It's principal field of operations was in southern Missouri and Arkansas, where it was pitted against guerrillas and outlaws. Its regimental history records that the First participated in 45 battles and was often for weeks engaged in almost daily skirmishes with bushwhackers, the nature of the country occupied being favorable to the tactics of that class of fighters. Seven veterans of the First were among the twenty-three furloughed and unarmed Federal soldiers taken from a captured railroad train by a detachment of Quantrell's guerillas led by the notorious Bill Anderson, Sept. 27, 1864, stood in line, and shot down in cold blood. Some of the dead were scalped, Choctaw Indians composing a part of the rebel force, and the engineer of a train following was compelled to run his engine over the dead bodies which were placed across the rails.
General Steele's army corps, 7,000 strong, including the First cavalry, left Little Rick, Ark., March 23, 1864, for the purpose of engaging Cabell and Greene's brigades of the confederate army and the movement was known as the "Camden Expedition." The confederates were commanded by General Marmaduke and constituted a superior force. Daily skirmishes and several severe but undecisive engagements were fought and on May 2 the various commands returned to Little Rock.

## INFORMATION SUPPLIED
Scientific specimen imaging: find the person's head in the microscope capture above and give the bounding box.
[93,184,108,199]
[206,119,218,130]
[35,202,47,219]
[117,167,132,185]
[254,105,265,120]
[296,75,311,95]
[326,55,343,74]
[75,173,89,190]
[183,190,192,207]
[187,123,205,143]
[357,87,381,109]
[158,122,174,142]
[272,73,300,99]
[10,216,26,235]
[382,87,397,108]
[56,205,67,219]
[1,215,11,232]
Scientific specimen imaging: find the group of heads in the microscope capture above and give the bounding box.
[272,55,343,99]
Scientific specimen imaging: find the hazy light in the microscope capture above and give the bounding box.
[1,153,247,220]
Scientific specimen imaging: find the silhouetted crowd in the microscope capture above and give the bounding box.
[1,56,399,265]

==

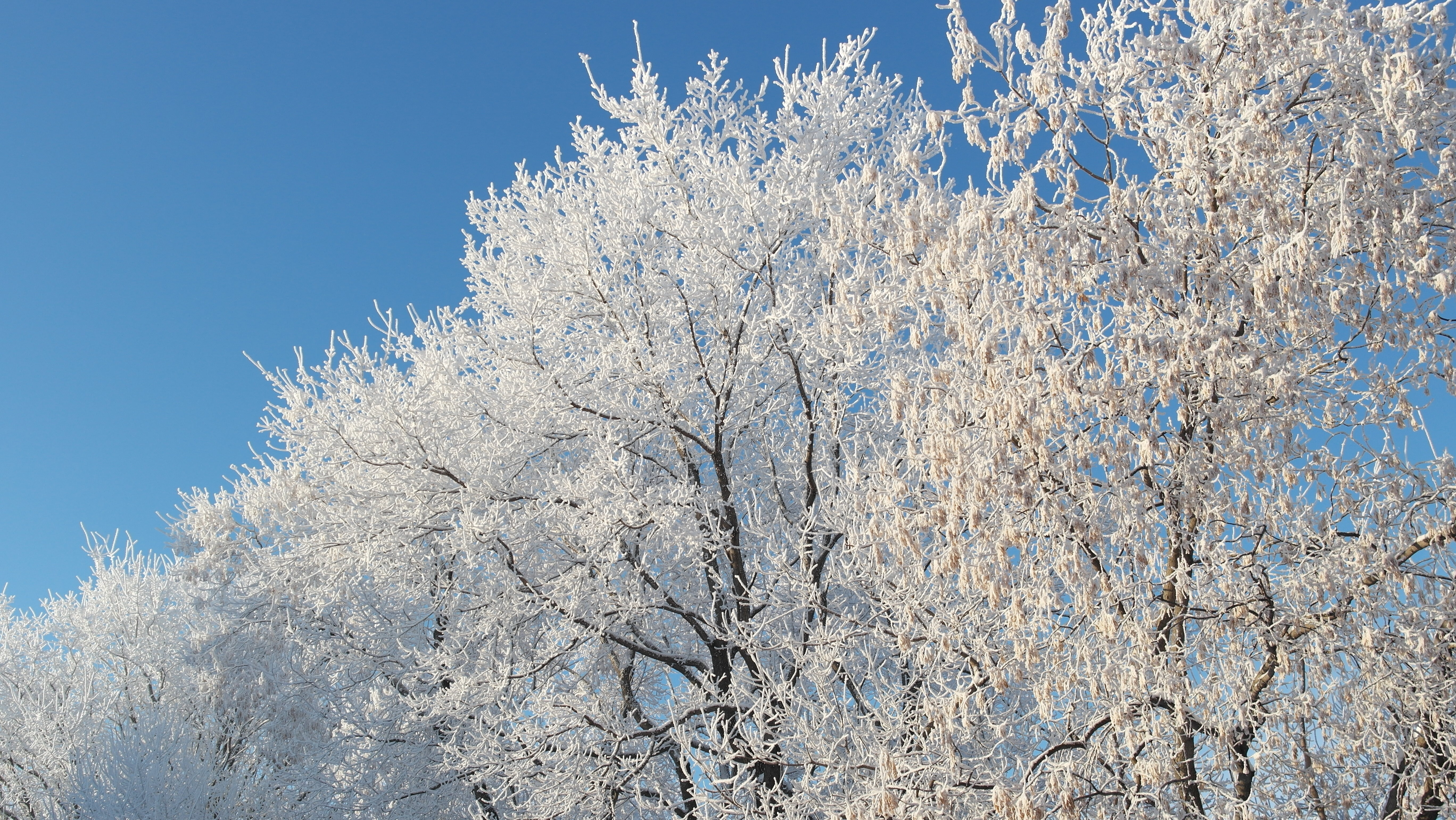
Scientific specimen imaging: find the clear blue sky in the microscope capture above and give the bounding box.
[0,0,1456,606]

## SET PROBLEM 1
Rewrite the paragraph of the regiment history that begins "It's principal field of operations" as a short bulleted list that keeps its main facts.
## SET PROBLEM 2
In one to three sentences, explain why General Steele's army corps set out in March 1864, according to the regiment history.
The items are separate material from the regiment history.

## OUTPUT 1
- The regiment operated mainly in southern Missouri and Arkansas, fighting guerrillas and outlaws.
- The First took part in 45 battles. For weeks at a time it often skirmished almost daily with bushwhackers, whose tactics suited the country there.
- On Sept. 27, 1864, Quantrell's guerrillas under Bill Anderson captured a train. Seven of the First's veterans were among 23 furloughed, unarmed Federal soldiers taken off it, lined up, and shot.
- Choctaw Indians were part of the rebel force, and some of the dead were scalped. The engineer of a following train was forced to run his engine over bodies placed across the rails.

## OUTPUT 2
General Steele's corps of 7,000, including the First cavalry, set out to engage Cabell and Greene's brigades of the Confederate army. The movement became known as the "Camden Expedition."